• _Problem requirements_:
In the forecast discussion, what will keep fog from forming tonight?

• _Extract provided_:
Area Forecast Discussion
National Weather Service Grand Forks ND
309 PM CST Sat Dec 7 2019

.SHORT TERM...(This evening through Sunday night)
Issued at 251 PM CST Sat Dec 7 2019

The main feature of the short term forecast period will be a
clipper system that will bring winter weather impacts to the
southern half of the CWA. Generally three to five inches of snow
are possible south of the Highway 200 corridor in the 00Z to 18Z 
Monday timeframe, with winter weather impacts possible for the 
Monday morning commute in larger cities such as Valley City, 
Fargo, Fergus Falls and Wahpeton.

For tonight, breezy southerly winds will inhibit fog formation
despite some areas once again seeing above freezing temperatures.
There will be a break in precipitation for tonight into late
Sunday morning...as breaks in sky cover are evident on satellite
across eastern Montana and western North Dakota.

Sunday and Sunday night...increasing synoptic lift evident from
modeled Q-vector convergence increase chances for snowfall across
the region beginning around noontime tomorrow. The area of forcing
will transit the CWA from roughly 21Z Sun through 15Z Mon...with
deterministic models indicating stronger frontogentic forcing late
Sunday evening. WPC indicating a 50 per cent or greater
probability of exceeding four inches of snow...dropping to around
20 per cent at the six inch threshold. These higher amounts line
up with strongest FG forcing. Overall looking for three to five
inches of accumulation by the end of the Monday morning commute
south of Highway 200...with the highest confidence along and 
south of the Interstate 94, US Highway 10 and MN Highway 34 
corridor. No plans for advisory attm as further model runs narrow
down the track of the surface low.

• _Extracted entries_:
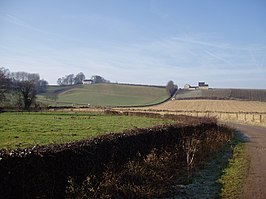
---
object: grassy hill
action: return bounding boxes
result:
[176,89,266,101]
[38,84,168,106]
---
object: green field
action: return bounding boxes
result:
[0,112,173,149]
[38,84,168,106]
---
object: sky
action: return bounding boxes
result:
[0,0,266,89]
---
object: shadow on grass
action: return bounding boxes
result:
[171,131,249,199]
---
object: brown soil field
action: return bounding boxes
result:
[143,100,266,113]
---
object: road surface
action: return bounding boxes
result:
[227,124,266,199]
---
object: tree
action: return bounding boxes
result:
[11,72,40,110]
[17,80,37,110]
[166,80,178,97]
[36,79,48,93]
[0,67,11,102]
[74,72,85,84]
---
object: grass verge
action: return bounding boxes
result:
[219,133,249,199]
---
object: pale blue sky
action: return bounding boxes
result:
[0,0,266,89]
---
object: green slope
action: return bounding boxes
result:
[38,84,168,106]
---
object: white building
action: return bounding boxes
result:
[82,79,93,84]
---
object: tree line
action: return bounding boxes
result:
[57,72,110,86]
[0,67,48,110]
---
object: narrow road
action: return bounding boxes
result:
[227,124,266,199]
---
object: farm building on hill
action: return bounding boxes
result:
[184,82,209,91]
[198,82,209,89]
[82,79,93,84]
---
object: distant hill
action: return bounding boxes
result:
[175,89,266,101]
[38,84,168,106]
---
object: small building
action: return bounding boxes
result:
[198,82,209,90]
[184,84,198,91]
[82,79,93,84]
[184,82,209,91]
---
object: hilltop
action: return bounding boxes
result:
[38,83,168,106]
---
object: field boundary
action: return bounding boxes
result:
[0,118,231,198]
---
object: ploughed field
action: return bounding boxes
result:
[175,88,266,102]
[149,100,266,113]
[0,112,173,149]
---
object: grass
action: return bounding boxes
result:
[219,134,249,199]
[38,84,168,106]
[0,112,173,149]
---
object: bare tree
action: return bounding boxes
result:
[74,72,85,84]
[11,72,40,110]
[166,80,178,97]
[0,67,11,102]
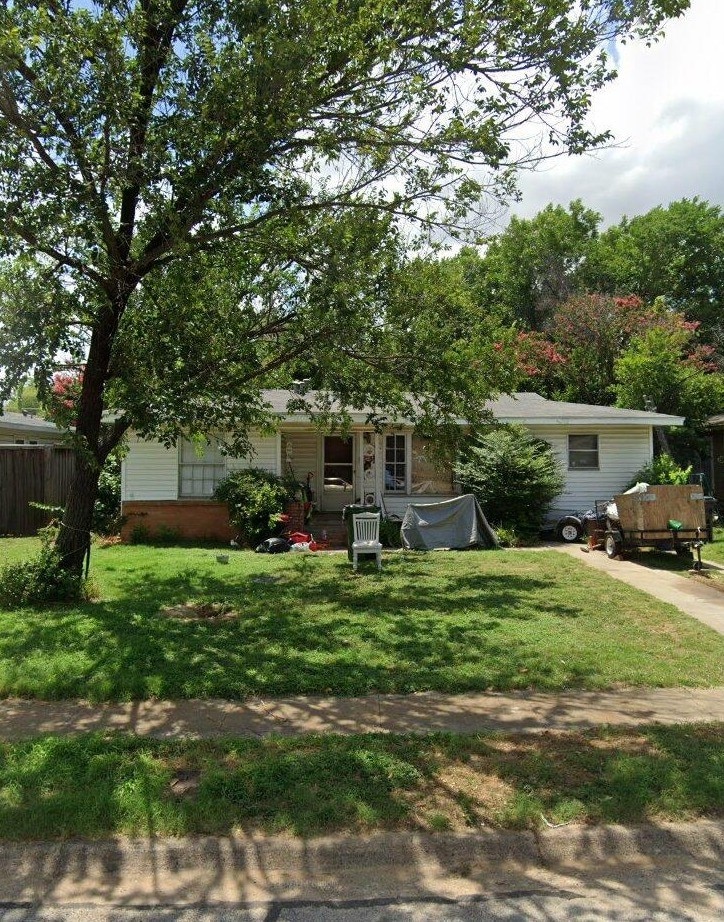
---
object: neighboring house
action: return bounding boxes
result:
* * *
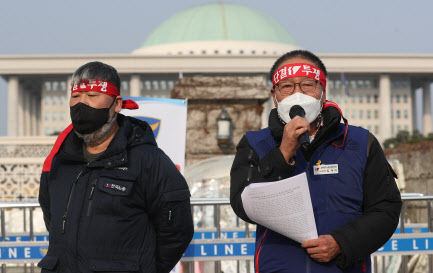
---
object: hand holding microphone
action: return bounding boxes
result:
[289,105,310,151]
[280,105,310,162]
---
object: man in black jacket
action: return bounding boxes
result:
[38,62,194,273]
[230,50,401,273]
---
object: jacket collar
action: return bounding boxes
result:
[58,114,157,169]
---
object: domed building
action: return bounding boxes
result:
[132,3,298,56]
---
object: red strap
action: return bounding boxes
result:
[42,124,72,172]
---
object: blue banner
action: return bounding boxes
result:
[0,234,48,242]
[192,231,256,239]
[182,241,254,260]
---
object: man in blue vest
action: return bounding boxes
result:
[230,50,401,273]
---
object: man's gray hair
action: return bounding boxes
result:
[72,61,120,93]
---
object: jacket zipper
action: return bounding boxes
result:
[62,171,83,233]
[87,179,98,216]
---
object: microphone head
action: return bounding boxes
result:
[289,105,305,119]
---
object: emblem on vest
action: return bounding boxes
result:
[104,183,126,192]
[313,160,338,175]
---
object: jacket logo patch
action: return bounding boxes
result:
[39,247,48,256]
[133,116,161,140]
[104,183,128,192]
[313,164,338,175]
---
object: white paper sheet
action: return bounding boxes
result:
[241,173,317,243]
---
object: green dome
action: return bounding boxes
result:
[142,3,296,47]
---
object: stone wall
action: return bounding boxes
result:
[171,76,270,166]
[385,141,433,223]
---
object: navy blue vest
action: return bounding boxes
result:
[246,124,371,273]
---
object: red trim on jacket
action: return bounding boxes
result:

• _Answer to the task_:
Breezy southerly winds.